● O QUE FAZER:
Continue o texto sobre Miami e os imóveis comprados por brasileiros, começando logo depois da última frase.

● TRECHO DO TEXTO:
========================================

Miami é a cidade do vidro (todo lançamento imobiliário é generoso no material) e de Romero Britto (suas obras estão nos hotéis, no saguão dosprédios, nos shopping centers, na decoração das casas), mas está deixando de ser apenas um reduto de sacoleiros e turistas infanto-juvenis de olho na Disney.

A cidade se transforma — para melhor

A Art Basel, feira de arte contemporânea batizada com o nome da cidade suíça onde nasceu, tem uma temporada em Miami sempre no mês de dezembro. A feira atrai colecionadores de todo o mundo e começou a dar ares cosmopolitas à cidade. Inaugurado há cinco anos, o Center for the Performing Arts, sede da ópera e do balé de Miami, tem espetáculos de dança, música, teatro e recebe musicais da Broadway.

A transformação vem atraindo à cidade algumas celebridades e seu séquito de paparazzi, como Cameron Diaz, Jennifer Lopez e Tom Cruise. Com tudo isso, segurança e estabilidade, Miami é uma lembrança eterna de que o Rio de Janeiro, com sua beleza natural estonteante, poderia ser uma meca do turismo mundial.


VEJA O QUE OS BRASILEIROS ESTÃO COMPRANDO

Miami Beach Sul

Miami Beach Sul: confira abaixo o que significa cada algarismo:

1. APOGEE: é o edifício mais caro de Miami. Tem 67 apartamentos. Mais de 10 unidades são de brasileiros

2. CONTINUUM I e CONTINUUM II: as duas torres somam 505 apartamentos. Entre 30 e 35 unidades foram compradas por brasileiros

3. OCEAN HOUSE: antes da abertura oficial das vendas, um brasileiro comprou a primeira unidade, por 4,5 milhões de dólares

4. W SOUTH BEACH: dos compradores, 65% são estrangeiros. Entre eles, 43% são brasileiros

Miami Centro

Miami Centro: proprietários brasileiros estão por toda parte


1. VIZCAYNE: as duas torres somam 849 apartamentos. Das 420 unidades vendidas, 45% foram adquiridas por brasileiros

2. ICON BRICKELL: tem 1 200 apartamentos residenciais, quase todos vendidos. Os brasileiros compraram 196 unidades

3. INFINITY AT BRICKELL: dos 300 apartamentos relançados no ano passado, cerca de 50 unidades foram compradas por brasileiros

4. MARQUIS MIAMI: das 230 unidades já vendidas, 22 foram adquiridas por brasileiros

5. PARAMOUNT BAY: tem 346 unidades. As vendas começaram no dia 15 de outubro. Já havia 11 brasileiros na lista de espera

Miami Beach Norte

Miami Beach Norte (Detalhe do casal José Ribamar e Idalegugar, na varanda do novo apartamento no norte de Miami: em busca de um Rio de Janeiro com segurança)

========================================

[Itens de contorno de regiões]
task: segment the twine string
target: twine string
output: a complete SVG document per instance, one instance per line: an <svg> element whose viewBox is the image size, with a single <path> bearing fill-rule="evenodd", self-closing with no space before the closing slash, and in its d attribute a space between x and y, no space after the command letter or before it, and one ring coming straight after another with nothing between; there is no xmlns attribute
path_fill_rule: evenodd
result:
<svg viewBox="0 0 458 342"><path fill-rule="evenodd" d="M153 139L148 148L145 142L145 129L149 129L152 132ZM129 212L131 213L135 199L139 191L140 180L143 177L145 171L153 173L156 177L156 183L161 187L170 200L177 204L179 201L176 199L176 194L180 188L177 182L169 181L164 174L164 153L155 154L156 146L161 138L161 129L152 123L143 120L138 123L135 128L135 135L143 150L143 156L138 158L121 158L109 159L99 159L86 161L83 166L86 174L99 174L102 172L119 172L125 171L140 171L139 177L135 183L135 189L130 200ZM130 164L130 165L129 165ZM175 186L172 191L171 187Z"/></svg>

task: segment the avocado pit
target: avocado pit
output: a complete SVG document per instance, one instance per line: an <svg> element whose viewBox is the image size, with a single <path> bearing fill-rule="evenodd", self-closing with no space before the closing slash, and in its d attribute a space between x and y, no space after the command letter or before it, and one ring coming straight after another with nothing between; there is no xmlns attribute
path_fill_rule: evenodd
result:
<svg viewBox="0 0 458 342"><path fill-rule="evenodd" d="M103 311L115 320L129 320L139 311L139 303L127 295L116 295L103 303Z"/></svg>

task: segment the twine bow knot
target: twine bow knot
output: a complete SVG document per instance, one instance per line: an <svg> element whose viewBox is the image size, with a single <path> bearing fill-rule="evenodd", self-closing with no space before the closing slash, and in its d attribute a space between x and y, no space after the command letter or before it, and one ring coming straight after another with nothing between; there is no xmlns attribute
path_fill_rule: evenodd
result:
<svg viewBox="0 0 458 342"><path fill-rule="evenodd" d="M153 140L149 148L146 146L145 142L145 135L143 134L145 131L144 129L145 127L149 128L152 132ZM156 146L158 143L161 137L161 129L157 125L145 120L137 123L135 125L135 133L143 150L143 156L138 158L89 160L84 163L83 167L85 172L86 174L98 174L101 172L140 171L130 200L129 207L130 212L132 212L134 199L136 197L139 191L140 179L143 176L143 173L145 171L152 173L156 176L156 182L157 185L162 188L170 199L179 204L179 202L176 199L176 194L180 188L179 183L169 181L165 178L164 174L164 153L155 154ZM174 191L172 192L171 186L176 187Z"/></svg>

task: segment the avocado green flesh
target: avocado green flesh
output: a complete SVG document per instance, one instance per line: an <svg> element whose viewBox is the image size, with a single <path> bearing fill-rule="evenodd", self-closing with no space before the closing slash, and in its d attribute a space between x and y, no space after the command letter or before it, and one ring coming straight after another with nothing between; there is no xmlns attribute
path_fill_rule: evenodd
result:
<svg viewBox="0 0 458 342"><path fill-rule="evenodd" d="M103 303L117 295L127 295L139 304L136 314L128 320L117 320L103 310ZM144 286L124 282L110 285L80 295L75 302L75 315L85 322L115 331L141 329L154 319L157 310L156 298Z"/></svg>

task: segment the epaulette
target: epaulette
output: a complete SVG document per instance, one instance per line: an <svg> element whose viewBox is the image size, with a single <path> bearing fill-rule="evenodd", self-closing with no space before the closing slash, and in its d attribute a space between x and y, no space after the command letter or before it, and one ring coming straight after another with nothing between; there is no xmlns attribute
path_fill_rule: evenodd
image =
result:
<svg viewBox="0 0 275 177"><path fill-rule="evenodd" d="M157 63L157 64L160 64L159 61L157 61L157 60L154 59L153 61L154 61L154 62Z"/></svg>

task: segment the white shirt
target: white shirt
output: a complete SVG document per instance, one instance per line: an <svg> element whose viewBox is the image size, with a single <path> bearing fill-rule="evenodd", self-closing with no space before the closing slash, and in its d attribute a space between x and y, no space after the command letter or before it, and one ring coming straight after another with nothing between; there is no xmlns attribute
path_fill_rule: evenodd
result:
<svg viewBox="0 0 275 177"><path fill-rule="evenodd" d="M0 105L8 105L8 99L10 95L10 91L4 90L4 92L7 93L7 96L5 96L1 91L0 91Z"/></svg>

========================================

● RESULTADO FINAL:
1. ST. REGIS: cerca de 10% do edifício foram comprados por brasileiros, incluindo a cobertura de 20 milhões de dólares

2. TRUMP TOWERS I, II E III: juntas, as três torres têm 813 apartamentos. Na torre III, com 271 unidades, 60% dos compradores são brasileiros

3. JADE OCEAN: das 150 unidades vendidas de 2010 até agosto passado, 47 foram compradas por brasileiros, inclusive a cobertura de 4 milhões de dólares

4. PENINSULA II: das 223 unidades, 110 foram vendidas a brasileiros

5. TRUMP HOLLYWOOD: dos 200 apartamentos, já foram vendidos 118, dos quais 15 para brasileiros


FIM DO VISTO PARA BRASILEIROS?

O governador da Flórida, Rick Scott: escancarando as portas do Estado (Foto: Getty Images)


Empolgado com a crescente presença brasileira na Flórida, o governador Rick Scott, 58 anos, republicano, quer escancarar as portas do Estado. Já conversou com a bancada de senadores e deputados da Flórida para simplificar a burocracia para a concessão de vistos a brasileiros que querem viajar para os Estados Unidos e, se puder, irá ainda mais longe: “Acho que não deveria haver exigência de visto para brasileiros”.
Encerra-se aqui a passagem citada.